INSTRUCTIONS FOR THE TASK » Extract the listing in its entirety, keeping each line identical to the original.

DATA EXCERPTS »
------------------------------------------------------------------------
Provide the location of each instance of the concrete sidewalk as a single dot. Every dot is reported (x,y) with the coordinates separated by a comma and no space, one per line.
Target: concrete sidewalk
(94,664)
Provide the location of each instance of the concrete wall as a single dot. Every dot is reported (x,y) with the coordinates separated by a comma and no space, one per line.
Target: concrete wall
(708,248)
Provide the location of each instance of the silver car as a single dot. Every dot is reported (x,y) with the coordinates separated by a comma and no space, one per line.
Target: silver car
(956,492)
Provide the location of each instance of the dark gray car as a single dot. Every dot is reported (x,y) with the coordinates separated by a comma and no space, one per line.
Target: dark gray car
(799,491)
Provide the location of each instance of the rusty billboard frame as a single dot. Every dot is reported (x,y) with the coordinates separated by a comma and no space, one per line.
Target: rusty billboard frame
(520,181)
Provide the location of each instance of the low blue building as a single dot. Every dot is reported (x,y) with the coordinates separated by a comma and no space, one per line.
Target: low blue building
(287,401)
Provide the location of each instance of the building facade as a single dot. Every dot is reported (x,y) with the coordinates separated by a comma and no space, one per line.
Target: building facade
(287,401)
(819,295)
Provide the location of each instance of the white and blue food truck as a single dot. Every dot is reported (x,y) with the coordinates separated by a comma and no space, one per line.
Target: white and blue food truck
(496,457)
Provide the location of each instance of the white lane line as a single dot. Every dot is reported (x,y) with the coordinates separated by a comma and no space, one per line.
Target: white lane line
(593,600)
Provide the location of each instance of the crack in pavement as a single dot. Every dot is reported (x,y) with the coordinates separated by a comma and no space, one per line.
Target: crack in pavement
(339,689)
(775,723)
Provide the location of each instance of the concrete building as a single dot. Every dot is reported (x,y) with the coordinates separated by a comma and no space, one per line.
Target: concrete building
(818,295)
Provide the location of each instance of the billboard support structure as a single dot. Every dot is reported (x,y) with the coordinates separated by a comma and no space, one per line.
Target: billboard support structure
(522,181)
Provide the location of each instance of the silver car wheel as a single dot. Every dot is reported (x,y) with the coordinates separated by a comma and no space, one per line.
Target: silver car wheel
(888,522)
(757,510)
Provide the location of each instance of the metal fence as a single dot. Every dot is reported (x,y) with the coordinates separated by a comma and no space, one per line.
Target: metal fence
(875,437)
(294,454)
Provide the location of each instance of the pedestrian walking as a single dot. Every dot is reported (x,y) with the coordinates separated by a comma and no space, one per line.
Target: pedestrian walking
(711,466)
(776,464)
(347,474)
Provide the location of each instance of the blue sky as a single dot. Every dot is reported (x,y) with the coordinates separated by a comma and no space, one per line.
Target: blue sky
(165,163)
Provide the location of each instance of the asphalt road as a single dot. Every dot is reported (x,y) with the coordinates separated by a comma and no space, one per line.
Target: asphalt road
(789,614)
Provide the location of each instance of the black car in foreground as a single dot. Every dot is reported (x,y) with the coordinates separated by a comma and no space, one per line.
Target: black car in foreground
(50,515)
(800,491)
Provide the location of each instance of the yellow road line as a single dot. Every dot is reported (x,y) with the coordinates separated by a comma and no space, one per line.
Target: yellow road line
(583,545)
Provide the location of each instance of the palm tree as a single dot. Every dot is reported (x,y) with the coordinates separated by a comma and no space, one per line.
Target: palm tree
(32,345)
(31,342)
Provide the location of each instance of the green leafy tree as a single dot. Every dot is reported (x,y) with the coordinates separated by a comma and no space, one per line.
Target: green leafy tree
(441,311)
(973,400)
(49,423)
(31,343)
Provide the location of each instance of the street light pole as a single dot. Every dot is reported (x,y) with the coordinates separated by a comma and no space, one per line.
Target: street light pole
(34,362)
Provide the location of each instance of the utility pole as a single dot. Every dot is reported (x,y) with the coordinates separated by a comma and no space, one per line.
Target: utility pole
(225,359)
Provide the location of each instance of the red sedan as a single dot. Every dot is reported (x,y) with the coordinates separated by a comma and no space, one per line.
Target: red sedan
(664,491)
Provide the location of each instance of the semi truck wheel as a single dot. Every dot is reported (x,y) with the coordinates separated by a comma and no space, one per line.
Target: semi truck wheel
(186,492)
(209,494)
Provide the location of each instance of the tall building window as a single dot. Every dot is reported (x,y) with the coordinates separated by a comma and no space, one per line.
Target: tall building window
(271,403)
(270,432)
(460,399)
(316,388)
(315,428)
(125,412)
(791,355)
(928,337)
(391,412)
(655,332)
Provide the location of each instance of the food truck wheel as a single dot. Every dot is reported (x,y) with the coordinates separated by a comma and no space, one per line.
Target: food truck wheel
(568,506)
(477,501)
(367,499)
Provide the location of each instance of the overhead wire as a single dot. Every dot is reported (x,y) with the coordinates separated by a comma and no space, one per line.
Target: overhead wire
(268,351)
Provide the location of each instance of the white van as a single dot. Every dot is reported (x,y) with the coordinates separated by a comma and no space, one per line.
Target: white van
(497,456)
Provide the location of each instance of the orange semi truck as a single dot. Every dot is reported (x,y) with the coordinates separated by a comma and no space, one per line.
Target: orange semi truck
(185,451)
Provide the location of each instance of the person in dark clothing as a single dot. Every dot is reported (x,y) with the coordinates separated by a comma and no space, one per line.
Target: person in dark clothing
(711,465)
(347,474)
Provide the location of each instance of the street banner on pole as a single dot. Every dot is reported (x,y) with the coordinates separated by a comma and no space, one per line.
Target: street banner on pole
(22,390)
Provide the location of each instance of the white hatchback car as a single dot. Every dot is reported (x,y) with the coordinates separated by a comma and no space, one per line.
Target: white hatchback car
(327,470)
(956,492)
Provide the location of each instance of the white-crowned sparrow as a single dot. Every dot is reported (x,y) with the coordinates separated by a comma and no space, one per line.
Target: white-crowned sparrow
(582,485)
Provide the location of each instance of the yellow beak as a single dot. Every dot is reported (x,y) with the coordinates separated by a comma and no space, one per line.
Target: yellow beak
------------------------------------------------------------------------
RESPONSE TO THIS TASK »
Provide the location of each instance of the concrete sidewalk as a single dot. Every dot is reported (x,y) with the coordinates separated by a comma and no space, one per line.
Target: concrete sidewalk
(94,664)
Provide the location of each instance of the concrete wall as a single dot. Every dot is reported (x,y) with the coordinates separated by a comma and no space, one per line.
Target: concrete wall
(708,248)
Provide the location of each instance of the silver car as a single dot. Every dot is reported (x,y) with the coordinates separated by a comma and no space, one per line.
Target: silver car
(956,492)
Provide the location of each instance of the dark gray car as a single dot. Every dot is reported (x,y) with the coordinates separated by a comma and no space, one per line.
Target: dark gray car
(799,491)
Provide the location of each instance of the rusty billboard frame as a single dot. Every dot is reported (x,y) with the coordinates separated by a comma and no space, one per line.
Target: rusty billboard frame
(520,181)
Provide the location of each instance of the low blue building as a single dot. Every dot is reported (x,y) with the coordinates separated by a comma and no space, one per line.
Target: low blue building
(287,401)
Provide the location of each instance of the building facade as a single dot. Every dot is reported (x,y) with the coordinates separated by a comma and no space, one per line.
Target: building facade
(287,401)
(819,295)
Provide the location of each instance of the white and blue food truck as a single dot. Every dot is reported (x,y) with the coordinates separated by a comma and no space, one per line.
Target: white and blue food truck
(496,457)
Provide the location of each instance of the white lane line as a single dot. Every dot is reported (x,y) with the coordinates separated by a comma and no space, one per line.
Target: white lane line
(593,600)
Provide the location of each instance of the crack in pavement as a single dot. Every dot is reported (x,y) with the coordinates separated by a comma and no space, one per line.
Target: crack in pavement
(339,689)
(775,723)
Provide the location of each instance of the concrete building as a single dot. Every dot is reported (x,y) with the coordinates separated by a comma and no space, one per line.
Target: concrete building
(818,295)
Provide the location of each instance of the billboard support structure as a single dot. Every dot is reported (x,y) with the coordinates separated by a comma and no space, one per line.
Target: billboard support structure
(522,181)
Provide the location of each instance of the silver car wheel as a single dot. Every dot is reported (x,y) with the coordinates separated by a comma and no space, one per line.
Target: silver car wheel
(888,522)
(757,510)
Provide the location of each instance of the metal fence as a single dot. Every dot is reported (x,y) with the coordinates separated by a comma and no space, one per line.
Target: metal fence
(875,437)
(294,454)
Provide the location of each instance of the pedestrian walking as a single dot. Every dot is reported (x,y) with the coordinates separated by a comma and no space, one per line.
Target: pedestrian walking
(711,466)
(776,464)
(347,474)
Provide the location of each instance of the blue sky as a single dot. Every dot is reported (x,y) with the coordinates separated by a comma and no space, one per line.
Target: blue sky
(165,163)
Provide the location of each instance of the asphalt road as a single dot. Every dot is reported (x,y) with the coordinates separated by a comma and no space, one per line.
Target: asphalt road
(789,614)
Provide the location of each instance of the black car in foreground as a single dot. Every dot is reported (x,y) with the coordinates separated by a comma and no space, one per line.
Target: black car in foreground
(50,515)
(800,491)
Provide the location of each instance of the yellow road line as a single dot. Every dot is reported (x,y) with the coordinates separated by a comma and no space, one per line.
Target: yellow road line
(583,545)
Provide the location of each instance of the palm tree as a single dot. Every dot is reported (x,y) with the coordinates separated by a comma and no space, one per line.
Target: palm tree
(32,345)
(31,342)
Provide the location of each instance of the green leafy tree as a single dot. Every dot is reported (x,y) with the coordinates separated by a comma and no space, one per line.
Target: green leafy tree
(441,311)
(973,400)
(49,423)
(31,343)
Provide the location of each instance of the street light pole as a single dot. Every dot is reported (x,y) with the coordinates separated by a comma and no space, one per line.
Target: street light pole
(34,362)
Provide the location of each instance of the utility pole as a single dot. Every dot is reported (x,y) with the coordinates separated by a comma and no space, one per line.
Target: utility pole
(225,359)
Provide the location of each instance of the red sedan as a single dot. Every dot is reported (x,y) with the coordinates separated by a comma and no space, one per line.
Target: red sedan
(664,491)
Provide the location of each instance of the semi truck wheel as a single dot. Every dot is reported (x,y) with the coordinates separated by a comma and no space, one per line.
Target: semi truck wheel
(186,492)
(209,494)
Provide the location of each instance of the tall building window as a single dot. Every dot is reported (x,y) with the coordinates separated by a comma and no space, one per line.
Target: tall building window
(271,403)
(270,432)
(460,399)
(316,388)
(315,428)
(125,412)
(791,355)
(928,337)
(391,412)
(655,332)
Provide the location of each instance of the food truck wheel as a single dot. Every dot is reported (x,y) with the coordinates separated by a comma and no space, one per line.
Target: food truck wheel
(568,506)
(477,501)
(367,499)
Provide the location of each instance of the overhead wire as a single dot. Every dot is reported (x,y) with the coordinates separated by a comma and no space, one per line.
Target: overhead wire
(268,351)
Provide the location of each instance of the white van as a single dot. Every dot is reported (x,y) with the coordinates separated by a comma and no space, one per line.
Target: white van
(497,456)
Provide the location of each instance of the orange semi truck as a single dot. Every dot is reported (x,y) with the coordinates separated by a comma and no space, one per line.
Target: orange semi truck
(185,451)
Provide the location of each instance of the person in dark clothing as a single dot. Every dot is reported (x,y) with the coordinates separated by a comma and no space, one per line.
Target: person in dark clothing
(711,465)
(347,474)
Provide the location of each instance of the street banner on pole as a single dot. Every dot is reported (x,y) with the coordinates separated by a comma and no space, one per line.
Target: street banner on pole
(22,390)
Provide the location of each instance of the white hatchback car as a single dot. Every dot is reported (x,y) with the coordinates separated by a comma and no space, one per line.
Target: white hatchback car
(327,470)
(956,492)
Provide the location of each instance of the white-crowned sparrow as a single dot. Every dot is reported (x,y) with the coordinates separated by a comma and no space, one per line.
Target: white-crowned sparrow
(582,485)
Provide the location of each instance of the yellow beak as a single dot. Every dot is reported (x,y) with the coordinates separated by a comma and no space, one per line.
Target: yellow beak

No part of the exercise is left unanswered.